What is needed — Copy the data starting at the line containing "Note: one point per instance of the power" and ending at the line containing "Note: one point per instance of the house, never", swapping "lamp" for "light" and leaving everything else unchanged.

Data section —
— Begin —

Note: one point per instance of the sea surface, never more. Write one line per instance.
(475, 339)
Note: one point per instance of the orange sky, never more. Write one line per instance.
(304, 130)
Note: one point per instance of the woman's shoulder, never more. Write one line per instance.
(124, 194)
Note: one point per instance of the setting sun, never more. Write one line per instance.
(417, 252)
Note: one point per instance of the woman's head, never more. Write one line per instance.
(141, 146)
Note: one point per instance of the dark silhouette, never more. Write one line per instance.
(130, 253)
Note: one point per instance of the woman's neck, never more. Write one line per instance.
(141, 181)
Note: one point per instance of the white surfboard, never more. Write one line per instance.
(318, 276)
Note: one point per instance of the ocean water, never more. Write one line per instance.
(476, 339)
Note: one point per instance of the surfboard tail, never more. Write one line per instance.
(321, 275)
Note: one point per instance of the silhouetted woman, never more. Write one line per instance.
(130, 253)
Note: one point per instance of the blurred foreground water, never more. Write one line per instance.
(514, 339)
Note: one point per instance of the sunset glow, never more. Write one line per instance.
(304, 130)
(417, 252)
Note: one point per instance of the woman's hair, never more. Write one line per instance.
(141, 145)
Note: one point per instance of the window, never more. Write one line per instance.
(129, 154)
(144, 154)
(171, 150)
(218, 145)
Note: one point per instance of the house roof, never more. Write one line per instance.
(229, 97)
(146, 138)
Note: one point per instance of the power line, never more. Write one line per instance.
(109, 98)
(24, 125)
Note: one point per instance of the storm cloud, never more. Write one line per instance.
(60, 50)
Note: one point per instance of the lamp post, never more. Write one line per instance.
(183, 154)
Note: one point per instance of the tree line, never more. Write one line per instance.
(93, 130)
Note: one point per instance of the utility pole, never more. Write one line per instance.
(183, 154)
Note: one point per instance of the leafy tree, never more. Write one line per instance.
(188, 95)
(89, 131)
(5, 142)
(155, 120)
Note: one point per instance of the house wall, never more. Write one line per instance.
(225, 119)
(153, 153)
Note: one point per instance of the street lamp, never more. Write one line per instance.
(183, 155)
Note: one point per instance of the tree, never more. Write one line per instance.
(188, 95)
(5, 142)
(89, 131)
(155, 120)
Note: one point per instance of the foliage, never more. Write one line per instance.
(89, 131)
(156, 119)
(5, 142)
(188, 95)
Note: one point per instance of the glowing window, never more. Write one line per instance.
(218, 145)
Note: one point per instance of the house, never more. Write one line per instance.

— End —
— Begin —

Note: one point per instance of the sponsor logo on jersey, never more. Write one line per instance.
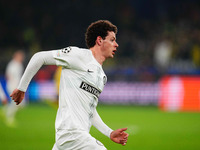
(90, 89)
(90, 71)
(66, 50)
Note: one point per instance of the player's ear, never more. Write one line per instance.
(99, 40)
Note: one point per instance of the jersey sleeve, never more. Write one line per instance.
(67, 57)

— End —
— Begin —

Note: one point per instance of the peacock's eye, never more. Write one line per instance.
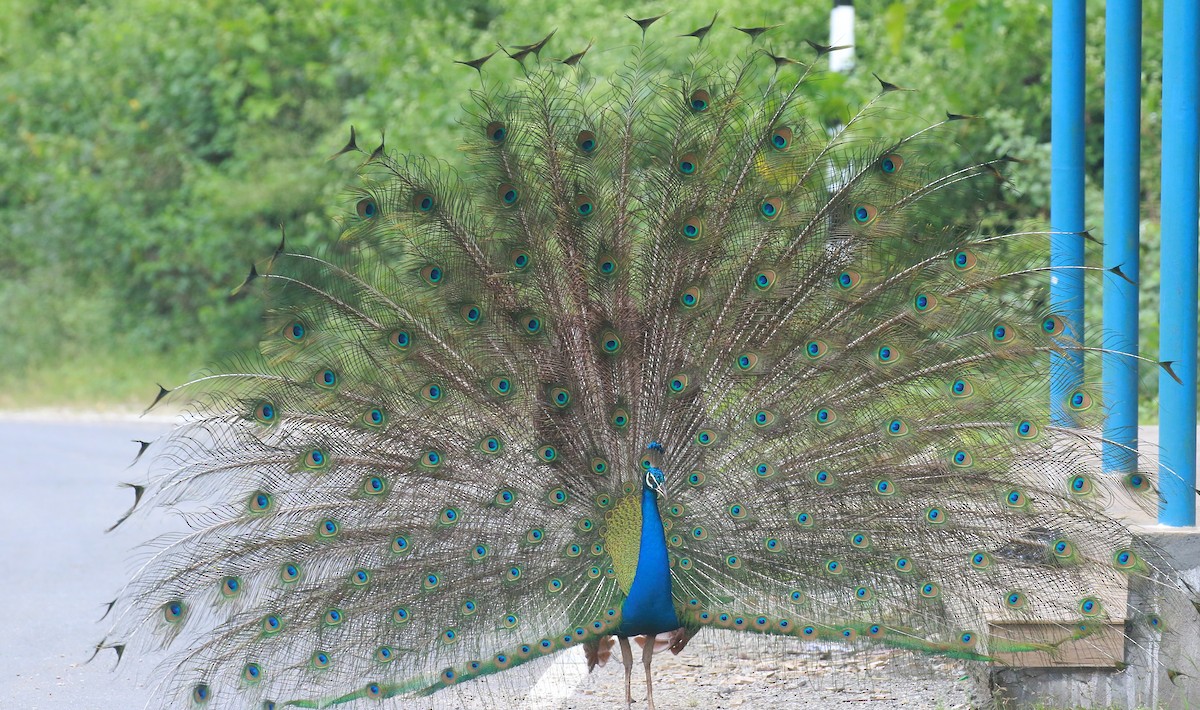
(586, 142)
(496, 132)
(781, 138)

— End —

Task answer —
Note: one point per instance of the power line, never more. Write one line per instance.
(109, 98)
(24, 125)
Note: one point per instance of the storm cloud, never more. Write one line per instance.
(60, 50)
Note: one point per instance of the light post, never more. Write one line per instance.
(183, 154)
Note: one point per instance of the tree line, never more. Write one line per instance.
(93, 130)
Note: one point per instance of the utility pole, never more. Write one line per instance.
(183, 154)
Note: one point per instance of the leafy tree, never more. Write one line per instance.
(188, 95)
(89, 131)
(5, 142)
(155, 120)
Note: one point per instance of the house wall, never more. Write one line per instance.
(225, 119)
(153, 153)
Note: one point per instance of the street light, never more. Write one line per instance.
(183, 155)
Note: one point per instance of the tree, never more. Write one line per instance.
(188, 95)
(5, 142)
(89, 131)
(155, 120)
Note: one point per instance of the foliage, never more. Write one line per instance.
(89, 131)
(156, 119)
(5, 142)
(188, 95)
Note: one point per instance of the glowing window, never more. Write one line per instance.
(218, 145)
Note: one point per instance of the house, never more. Write one line per instance.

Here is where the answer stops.